Voice Variation
Detects when a document maintains an unnaturally uniform authorial voice throughout, lacking the subtle shifts in tone that occur when a human writes different sections at different times.
Technical description
Uses NLP-based part-of-speech tagging to build a stylistic profile per section (introduction, methods, results, discussion). Measures variation in: sentence complexity (subordinate clause frequency), passive voice ratio, first-person pronoun usage, hedging frequency, and vocabulary sophistication. Computes the coefficient of variation across sections, low variation indicates a synthetic, uniform voice.
How it works
Layer 2 (NLP): Applies spaCy POS tagging to each document section. Extracts per-section features: passive voice ratio, hedge word density, subordinate clause depth, vocabulary richness (type-token ratio). Computes cross-section variance for each feature. Low variance across multiple features simultaneously flags AI generation.
Why this matters
Human authors naturally shift their writing style across paper sections, methods tend to be more passive and procedural, discussions more speculative and hedged. AI generates text with remarkably consistent stylistic features throughout, as it optimizes for a single coherent voice. This uniformity is detectable through statistical analysis of linguistic features across sections.

***

COMPLETE THE FOLLOWING ::
[1] From the Voice Variation page, reproduce word for word the stretch from "Technical description" through "synthetic, uniform voice.".
[2] According to the Voice Variation page, what tool does Layer 2 apply for part-of-speech tagging of each document section?
[3] Write what comes next on the Voice Variation page, picking up after its final sentence.

***

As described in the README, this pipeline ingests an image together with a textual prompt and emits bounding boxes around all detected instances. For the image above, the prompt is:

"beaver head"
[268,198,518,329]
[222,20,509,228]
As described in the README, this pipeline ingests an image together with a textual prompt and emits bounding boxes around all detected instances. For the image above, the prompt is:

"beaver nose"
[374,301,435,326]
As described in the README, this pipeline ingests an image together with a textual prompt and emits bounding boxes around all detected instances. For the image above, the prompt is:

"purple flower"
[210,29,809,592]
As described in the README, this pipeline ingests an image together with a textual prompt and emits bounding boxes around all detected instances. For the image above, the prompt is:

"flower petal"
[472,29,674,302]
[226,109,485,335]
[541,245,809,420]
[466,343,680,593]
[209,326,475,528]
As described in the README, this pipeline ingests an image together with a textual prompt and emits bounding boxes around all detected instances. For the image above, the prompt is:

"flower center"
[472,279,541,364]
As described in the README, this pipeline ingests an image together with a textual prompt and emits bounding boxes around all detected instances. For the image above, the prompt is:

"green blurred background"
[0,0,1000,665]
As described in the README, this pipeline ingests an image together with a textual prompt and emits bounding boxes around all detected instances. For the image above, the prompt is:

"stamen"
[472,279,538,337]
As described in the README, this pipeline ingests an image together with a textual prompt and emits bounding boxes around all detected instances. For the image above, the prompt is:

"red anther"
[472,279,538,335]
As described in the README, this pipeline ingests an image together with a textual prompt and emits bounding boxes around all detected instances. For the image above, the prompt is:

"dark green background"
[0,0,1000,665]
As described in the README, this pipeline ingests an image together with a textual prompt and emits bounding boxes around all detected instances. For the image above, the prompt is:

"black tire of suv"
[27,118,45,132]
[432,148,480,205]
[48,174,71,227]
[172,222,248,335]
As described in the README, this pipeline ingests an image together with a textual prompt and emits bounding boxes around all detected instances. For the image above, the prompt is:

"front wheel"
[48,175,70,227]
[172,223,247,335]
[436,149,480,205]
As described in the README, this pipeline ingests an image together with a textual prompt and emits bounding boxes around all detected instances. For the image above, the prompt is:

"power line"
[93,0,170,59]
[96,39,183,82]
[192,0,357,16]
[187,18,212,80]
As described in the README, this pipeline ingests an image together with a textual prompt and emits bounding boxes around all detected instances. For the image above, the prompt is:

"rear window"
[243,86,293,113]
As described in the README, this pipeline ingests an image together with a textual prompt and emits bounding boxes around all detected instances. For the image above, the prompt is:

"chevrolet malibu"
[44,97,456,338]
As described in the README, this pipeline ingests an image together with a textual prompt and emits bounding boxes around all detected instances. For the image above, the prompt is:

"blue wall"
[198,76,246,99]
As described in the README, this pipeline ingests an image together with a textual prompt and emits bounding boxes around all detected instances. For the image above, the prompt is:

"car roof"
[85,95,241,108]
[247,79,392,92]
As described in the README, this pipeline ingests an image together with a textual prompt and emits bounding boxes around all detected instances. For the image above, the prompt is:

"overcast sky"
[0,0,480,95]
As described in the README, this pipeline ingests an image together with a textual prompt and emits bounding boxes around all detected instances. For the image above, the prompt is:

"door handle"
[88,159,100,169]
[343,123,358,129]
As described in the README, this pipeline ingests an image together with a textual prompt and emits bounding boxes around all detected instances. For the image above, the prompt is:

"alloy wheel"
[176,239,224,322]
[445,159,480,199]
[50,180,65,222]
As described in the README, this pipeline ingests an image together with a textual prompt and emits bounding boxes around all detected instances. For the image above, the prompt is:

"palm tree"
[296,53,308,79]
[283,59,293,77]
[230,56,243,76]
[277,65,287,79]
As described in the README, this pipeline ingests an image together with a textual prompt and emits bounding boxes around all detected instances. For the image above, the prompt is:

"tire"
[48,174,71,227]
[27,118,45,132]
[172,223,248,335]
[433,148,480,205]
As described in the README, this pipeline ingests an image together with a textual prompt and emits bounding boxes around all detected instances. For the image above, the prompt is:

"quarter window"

***

RESPONSE LIST ::
[1]
Technical description
Uses NLP-based part-of-speech tagging to build a stylistic profile per section (introduction, methods, results, discussion). Measures variation in: sentence complexity (subordinate clause frequency), passive voice ratio, first-person pronoun usage, hedging frequency, and vocabulary sophistication. Computes the coefficient of variation across sections, low variation indicates a synthetic, uniform voice.

[2] spaCy

[3]
Score thresholds
- 0-1
- Natural voice variation across document sections
- 2-3
- Moderate uniformity with some stylistic shifts
- 4-5
- Unnaturally uniform voice throughout all sections
Limitations
Single-section documents (abstracts, short reports) cannot be meaningfully analyzed. Multi-author papers may show artificial variation due to different writing styles. Documents written in a single focused session may naturally have more uniform voice.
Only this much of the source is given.